>>>
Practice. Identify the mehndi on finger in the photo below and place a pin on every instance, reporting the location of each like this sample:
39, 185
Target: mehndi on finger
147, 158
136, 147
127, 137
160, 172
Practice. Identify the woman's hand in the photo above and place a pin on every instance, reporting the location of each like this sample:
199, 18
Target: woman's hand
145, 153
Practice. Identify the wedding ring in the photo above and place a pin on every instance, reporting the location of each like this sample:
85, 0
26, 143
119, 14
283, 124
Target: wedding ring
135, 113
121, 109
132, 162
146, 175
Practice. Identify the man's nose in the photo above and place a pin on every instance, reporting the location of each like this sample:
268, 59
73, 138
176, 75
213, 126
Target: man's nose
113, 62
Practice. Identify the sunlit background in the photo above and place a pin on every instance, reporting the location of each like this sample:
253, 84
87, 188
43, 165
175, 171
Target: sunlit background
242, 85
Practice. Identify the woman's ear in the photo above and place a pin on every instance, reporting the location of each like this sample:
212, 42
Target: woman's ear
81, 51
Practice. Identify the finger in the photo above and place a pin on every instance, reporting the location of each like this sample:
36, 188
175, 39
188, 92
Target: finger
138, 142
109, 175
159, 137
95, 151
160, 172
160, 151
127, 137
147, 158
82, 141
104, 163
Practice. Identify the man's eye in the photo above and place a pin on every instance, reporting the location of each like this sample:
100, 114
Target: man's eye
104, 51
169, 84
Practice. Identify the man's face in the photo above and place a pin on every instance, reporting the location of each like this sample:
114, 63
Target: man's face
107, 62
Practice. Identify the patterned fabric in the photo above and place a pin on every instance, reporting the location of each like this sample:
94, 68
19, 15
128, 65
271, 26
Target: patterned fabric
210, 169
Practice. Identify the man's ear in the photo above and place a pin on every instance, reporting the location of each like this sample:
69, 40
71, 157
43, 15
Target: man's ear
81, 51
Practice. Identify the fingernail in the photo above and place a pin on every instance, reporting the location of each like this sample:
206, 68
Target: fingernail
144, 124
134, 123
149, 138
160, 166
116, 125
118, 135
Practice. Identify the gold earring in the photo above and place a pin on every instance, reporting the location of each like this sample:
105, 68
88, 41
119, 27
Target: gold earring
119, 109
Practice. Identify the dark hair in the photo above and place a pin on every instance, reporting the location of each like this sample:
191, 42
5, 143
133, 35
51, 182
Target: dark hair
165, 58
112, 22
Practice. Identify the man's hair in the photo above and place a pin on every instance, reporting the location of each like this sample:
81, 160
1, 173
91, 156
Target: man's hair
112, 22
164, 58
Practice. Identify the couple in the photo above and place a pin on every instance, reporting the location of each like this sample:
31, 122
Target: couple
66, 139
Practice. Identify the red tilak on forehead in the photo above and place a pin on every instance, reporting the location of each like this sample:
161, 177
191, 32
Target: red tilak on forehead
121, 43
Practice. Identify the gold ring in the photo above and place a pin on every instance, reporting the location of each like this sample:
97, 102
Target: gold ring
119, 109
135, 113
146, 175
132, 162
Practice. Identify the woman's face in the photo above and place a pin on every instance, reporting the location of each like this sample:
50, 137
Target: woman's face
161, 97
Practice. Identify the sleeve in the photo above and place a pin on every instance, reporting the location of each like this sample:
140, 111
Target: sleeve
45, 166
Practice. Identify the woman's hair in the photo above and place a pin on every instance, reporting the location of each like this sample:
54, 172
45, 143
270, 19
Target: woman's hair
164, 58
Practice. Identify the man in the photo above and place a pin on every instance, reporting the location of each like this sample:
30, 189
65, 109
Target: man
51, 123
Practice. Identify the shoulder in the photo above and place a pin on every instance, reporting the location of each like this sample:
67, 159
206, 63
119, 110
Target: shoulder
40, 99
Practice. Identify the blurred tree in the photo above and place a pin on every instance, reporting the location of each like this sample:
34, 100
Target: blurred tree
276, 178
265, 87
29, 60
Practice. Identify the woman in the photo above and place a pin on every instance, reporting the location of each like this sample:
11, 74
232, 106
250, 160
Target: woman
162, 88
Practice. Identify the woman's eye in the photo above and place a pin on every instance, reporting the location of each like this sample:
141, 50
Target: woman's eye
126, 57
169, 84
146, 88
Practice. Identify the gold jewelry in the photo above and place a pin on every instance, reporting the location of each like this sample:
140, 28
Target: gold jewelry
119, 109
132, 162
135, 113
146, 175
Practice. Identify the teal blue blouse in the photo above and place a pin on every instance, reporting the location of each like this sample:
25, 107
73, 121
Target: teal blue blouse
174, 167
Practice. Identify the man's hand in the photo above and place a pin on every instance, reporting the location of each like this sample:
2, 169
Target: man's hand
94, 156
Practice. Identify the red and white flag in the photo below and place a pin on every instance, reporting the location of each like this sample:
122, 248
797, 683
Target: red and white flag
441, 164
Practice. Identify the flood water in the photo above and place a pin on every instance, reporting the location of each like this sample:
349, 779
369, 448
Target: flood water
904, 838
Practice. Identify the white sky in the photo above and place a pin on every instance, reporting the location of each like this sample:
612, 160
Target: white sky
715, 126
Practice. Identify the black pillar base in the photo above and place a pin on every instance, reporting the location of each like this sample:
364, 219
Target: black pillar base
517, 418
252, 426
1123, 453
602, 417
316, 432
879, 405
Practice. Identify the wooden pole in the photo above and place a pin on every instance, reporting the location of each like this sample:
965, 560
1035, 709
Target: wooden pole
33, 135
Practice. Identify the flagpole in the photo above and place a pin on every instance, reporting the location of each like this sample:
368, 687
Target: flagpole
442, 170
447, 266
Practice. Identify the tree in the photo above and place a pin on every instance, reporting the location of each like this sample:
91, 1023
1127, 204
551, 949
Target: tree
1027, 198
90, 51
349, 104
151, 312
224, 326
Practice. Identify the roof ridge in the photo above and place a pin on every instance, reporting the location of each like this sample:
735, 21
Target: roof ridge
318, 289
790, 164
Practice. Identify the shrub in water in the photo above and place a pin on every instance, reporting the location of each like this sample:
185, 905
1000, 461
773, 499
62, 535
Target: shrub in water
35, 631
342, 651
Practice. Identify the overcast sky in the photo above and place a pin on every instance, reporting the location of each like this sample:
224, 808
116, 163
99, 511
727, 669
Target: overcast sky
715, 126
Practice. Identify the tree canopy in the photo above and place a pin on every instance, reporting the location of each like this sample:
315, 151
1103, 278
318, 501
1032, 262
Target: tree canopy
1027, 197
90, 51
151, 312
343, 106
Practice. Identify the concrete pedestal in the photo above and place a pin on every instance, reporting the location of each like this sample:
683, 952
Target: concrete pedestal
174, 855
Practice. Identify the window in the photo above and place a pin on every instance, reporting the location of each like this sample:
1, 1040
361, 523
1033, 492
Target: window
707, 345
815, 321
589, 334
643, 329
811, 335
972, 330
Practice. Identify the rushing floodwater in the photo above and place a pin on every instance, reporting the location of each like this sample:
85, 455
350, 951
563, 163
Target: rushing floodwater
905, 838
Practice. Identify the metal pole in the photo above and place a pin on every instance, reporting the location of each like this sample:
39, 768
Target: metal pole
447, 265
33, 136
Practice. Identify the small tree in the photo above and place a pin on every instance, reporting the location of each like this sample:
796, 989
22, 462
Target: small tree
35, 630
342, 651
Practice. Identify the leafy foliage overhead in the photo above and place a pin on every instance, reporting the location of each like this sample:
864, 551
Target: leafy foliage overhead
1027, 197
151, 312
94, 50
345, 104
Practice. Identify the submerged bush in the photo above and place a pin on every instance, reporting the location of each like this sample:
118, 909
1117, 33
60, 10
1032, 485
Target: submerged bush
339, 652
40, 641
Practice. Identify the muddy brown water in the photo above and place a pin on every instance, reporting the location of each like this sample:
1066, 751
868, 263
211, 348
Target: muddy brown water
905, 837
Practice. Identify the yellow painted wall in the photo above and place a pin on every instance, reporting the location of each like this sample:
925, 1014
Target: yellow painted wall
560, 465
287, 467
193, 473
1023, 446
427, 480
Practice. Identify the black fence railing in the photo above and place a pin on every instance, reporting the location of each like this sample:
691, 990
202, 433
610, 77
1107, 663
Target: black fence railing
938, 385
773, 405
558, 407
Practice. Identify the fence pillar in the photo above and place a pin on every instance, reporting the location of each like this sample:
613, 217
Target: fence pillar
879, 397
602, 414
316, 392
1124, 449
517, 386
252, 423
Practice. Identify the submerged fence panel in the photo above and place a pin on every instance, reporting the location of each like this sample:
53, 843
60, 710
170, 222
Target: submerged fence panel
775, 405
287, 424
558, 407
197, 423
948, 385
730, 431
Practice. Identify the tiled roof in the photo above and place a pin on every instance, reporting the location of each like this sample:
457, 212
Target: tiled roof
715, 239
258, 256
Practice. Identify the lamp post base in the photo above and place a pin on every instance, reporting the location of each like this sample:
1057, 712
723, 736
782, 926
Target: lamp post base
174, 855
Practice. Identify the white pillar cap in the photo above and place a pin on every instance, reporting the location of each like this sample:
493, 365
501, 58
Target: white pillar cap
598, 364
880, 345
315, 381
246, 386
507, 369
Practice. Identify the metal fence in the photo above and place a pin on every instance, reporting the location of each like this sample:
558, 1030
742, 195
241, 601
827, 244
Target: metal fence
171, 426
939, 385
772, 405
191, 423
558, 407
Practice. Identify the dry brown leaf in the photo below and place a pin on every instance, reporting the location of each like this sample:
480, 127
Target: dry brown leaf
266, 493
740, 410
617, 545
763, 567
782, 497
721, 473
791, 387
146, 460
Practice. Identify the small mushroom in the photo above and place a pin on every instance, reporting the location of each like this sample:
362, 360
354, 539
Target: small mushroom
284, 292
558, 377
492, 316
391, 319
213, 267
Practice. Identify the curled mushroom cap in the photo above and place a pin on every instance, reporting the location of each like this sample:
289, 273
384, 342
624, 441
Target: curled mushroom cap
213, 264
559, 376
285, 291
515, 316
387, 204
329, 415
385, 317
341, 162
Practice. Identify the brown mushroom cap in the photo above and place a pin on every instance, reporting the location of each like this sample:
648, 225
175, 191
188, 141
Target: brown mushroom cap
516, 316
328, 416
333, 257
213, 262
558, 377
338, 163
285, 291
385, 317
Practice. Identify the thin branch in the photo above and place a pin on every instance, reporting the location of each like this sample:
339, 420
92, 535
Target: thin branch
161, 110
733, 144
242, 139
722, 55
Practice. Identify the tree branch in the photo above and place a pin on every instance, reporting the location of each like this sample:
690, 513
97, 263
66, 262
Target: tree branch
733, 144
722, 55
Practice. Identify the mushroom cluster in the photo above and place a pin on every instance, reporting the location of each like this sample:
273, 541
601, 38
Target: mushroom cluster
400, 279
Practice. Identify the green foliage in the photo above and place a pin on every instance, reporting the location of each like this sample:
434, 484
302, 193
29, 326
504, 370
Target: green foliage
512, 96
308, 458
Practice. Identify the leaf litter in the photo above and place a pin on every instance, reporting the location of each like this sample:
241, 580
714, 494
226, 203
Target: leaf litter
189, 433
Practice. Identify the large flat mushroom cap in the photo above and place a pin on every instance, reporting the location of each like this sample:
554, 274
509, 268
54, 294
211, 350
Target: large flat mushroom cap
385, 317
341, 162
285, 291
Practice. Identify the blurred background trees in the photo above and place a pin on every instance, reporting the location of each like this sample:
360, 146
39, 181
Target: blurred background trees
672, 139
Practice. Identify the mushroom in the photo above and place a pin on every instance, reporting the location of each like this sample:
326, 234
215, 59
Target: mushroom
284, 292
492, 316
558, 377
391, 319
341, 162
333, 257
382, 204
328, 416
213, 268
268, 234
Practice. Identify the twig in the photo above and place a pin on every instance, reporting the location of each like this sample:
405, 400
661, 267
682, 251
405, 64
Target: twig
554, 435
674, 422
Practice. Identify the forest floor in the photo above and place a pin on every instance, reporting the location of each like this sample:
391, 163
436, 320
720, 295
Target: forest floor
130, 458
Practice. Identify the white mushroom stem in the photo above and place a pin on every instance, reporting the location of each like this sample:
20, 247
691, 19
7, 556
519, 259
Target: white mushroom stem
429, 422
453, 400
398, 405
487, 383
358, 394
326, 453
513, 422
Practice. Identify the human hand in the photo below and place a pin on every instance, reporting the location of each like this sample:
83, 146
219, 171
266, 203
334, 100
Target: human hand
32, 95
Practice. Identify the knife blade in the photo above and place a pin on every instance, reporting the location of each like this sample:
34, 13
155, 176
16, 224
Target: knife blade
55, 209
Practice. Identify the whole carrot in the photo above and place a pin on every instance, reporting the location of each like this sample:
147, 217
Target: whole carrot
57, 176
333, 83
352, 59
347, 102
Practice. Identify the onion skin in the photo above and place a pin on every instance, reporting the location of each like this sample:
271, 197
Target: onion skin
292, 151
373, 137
<<<
◆ **ACTION ITEM**
Copy out all lines above that include the string "below".

◆ **EXERCISE RESPONSE**
Practice. Identify the mehndi on finger in the photo below and place a pin on every instance, reporting the location of each like this sample:
Practice. Identify the red and white flag in the photo below and place a pin on every instance, reporting the location of each like this sample:
Practice. Identify the dry brown leaf in the photo below and place a pin on every instance, reporting the location of each like this sample:
Practice. Identify the human hand in the photo below and place a pin on every instance, reporting the location of each like this sample:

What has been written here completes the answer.